[What you need to do] Please repeat all of the records below word for word, omitting the pictures.

[START OF Available data]

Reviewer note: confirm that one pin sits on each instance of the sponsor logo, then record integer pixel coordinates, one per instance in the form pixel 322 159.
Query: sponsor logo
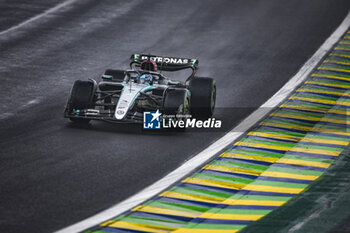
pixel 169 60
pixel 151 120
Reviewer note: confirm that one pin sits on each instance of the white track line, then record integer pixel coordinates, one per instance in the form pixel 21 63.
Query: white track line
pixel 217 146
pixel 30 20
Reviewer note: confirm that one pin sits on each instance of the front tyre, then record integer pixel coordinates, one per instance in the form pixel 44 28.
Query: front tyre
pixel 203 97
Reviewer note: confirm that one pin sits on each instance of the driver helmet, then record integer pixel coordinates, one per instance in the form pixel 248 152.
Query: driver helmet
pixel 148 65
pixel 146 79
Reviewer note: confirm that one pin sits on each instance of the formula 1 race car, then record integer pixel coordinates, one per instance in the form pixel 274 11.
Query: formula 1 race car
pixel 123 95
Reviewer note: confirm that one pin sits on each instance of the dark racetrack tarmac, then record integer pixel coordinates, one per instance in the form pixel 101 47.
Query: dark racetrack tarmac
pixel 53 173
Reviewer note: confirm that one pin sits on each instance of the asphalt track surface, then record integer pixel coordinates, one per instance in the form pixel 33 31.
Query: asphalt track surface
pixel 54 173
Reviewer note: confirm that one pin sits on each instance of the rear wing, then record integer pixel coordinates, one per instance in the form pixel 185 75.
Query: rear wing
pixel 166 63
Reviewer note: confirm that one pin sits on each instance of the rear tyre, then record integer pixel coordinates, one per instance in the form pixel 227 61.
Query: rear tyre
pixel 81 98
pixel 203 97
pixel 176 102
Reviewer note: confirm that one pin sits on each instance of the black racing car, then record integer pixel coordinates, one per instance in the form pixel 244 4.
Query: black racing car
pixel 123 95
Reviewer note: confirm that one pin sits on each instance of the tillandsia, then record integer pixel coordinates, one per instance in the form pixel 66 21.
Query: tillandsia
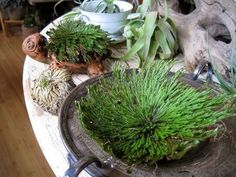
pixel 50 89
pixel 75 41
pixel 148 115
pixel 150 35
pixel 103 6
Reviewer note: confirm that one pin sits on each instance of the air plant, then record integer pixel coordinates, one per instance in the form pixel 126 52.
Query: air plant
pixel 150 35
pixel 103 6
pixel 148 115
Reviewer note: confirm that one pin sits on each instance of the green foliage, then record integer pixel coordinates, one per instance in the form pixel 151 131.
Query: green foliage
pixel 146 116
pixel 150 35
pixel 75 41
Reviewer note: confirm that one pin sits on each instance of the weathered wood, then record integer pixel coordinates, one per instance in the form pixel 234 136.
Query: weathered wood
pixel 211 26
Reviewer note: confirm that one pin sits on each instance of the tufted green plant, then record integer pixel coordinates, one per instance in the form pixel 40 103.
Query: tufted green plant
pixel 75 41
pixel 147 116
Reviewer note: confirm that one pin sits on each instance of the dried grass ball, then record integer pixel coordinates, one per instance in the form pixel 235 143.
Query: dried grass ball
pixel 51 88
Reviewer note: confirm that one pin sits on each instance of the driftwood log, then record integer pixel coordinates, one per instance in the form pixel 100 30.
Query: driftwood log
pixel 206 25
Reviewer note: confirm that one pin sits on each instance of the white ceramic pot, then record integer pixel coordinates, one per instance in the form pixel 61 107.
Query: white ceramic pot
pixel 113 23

[END OF Available data]

[Written response]
Reviewer note: confirm that one pin sits on each instance of the sponsor logo, then record integer pixel coordinates, one per instance in the form pixel 322 159.
Query: sponsor logo
pixel 169 60
pixel 151 120
Reviewer note: confirm that one pin sits on each instance of the white track line, then record integer pixel coordinates, one per instance in the form pixel 21 63.
Query: white track line
pixel 217 146
pixel 30 20
Reviewer note: confirm that one pin sits on each instance of the front tyre, then record integer pixel coordinates, one per instance in the form pixel 44 28.
Query: front tyre
pixel 203 97
Reviewer note: confirm that one pin sits on each instance of the driver helmet, then record integer pixel coordinates, one per instance in the form pixel 248 152.
Query: driver helmet
pixel 148 65
pixel 146 79
Reviewer note: confirm that one pin sits on each instance of the formula 1 race car, then record integer pixel coordinates, one per instance in the form pixel 274 11.
Query: formula 1 race car
pixel 123 95
Reviewer note: confirm that one pin sits on each instance of the dark racetrack tarmac, then record integer pixel coordinates, one per instance in the form pixel 101 47.
Query: dark racetrack tarmac
pixel 53 173
Reviewer note: confirm that one pin sits on each instance of the asphalt track surface, then record integer pixel coordinates, one per instance in the form pixel 33 31.
Query: asphalt track surface
pixel 54 173
Reviewer note: confirm that one pin sits on each instance of the rear wing, then record integer pixel coordinates, one per instance in the form pixel 185 75.
Query: rear wing
pixel 166 63
Reviewer note: confirm that one pin sits on each instance of the rear tyre, then record integer pixel coordinates, one per instance in the form pixel 227 61.
Query: rear tyre
pixel 81 98
pixel 203 97
pixel 176 102
Reviewer note: confirm that one pin sits on each instance of the black racing car, then record integer pixel coordinates, one per instance in the form pixel 244 4.
Query: black racing car
pixel 123 95
Reviewer note: confirm that one pin sits on each instance of the tillandsia, then record integer pixel coordinates, one per instance in the form pixel 66 21.
Query: tillandsia
pixel 50 89
pixel 75 41
pixel 148 115
pixel 150 35
pixel 103 6
Reviewer note: confirm that one pin sits on each instance of the air plant, then record integer pixel coordinates, one per instance in the form pixel 126 52.
Query: air plant
pixel 150 35
pixel 103 6
pixel 148 115
Reviewer note: confirm that one pin sits on each instance of the green foliage, then record integer pixel coordinates, one per instance in the form pixel 151 131.
Query: green foliage
pixel 146 116
pixel 150 35
pixel 75 41
Reviewer note: confirm that one pin sits on each instance of the weathered wood, then record integer pixel coordinates, one per instance in the form pixel 234 136.
Query: weathered wood
pixel 211 26
Reviewer note: confirm that one pin sits on each instance of the tufted green plant, then record integer pixel coordinates, one per instance in the form pixel 40 103.
Query: tufted green plant
pixel 75 41
pixel 147 116
Reviewer note: confirm that one pin sits on each instance of the dried grass ball, then record integer pixel coordinates, one per instance in the form pixel 235 143.
Query: dried grass ball
pixel 51 88
Reviewer note: confirm that one pin sits on each instance of the driftwood log, then record integer pixel coordinates, one per instance in the form pixel 100 30.
Query: driftwood log
pixel 206 25
Reviewer note: confirm that one pin sits on each instance of the white ceramic pot, then record integer pixel coordinates, one per instance in the form pixel 61 107.
Query: white ceramic pot
pixel 113 23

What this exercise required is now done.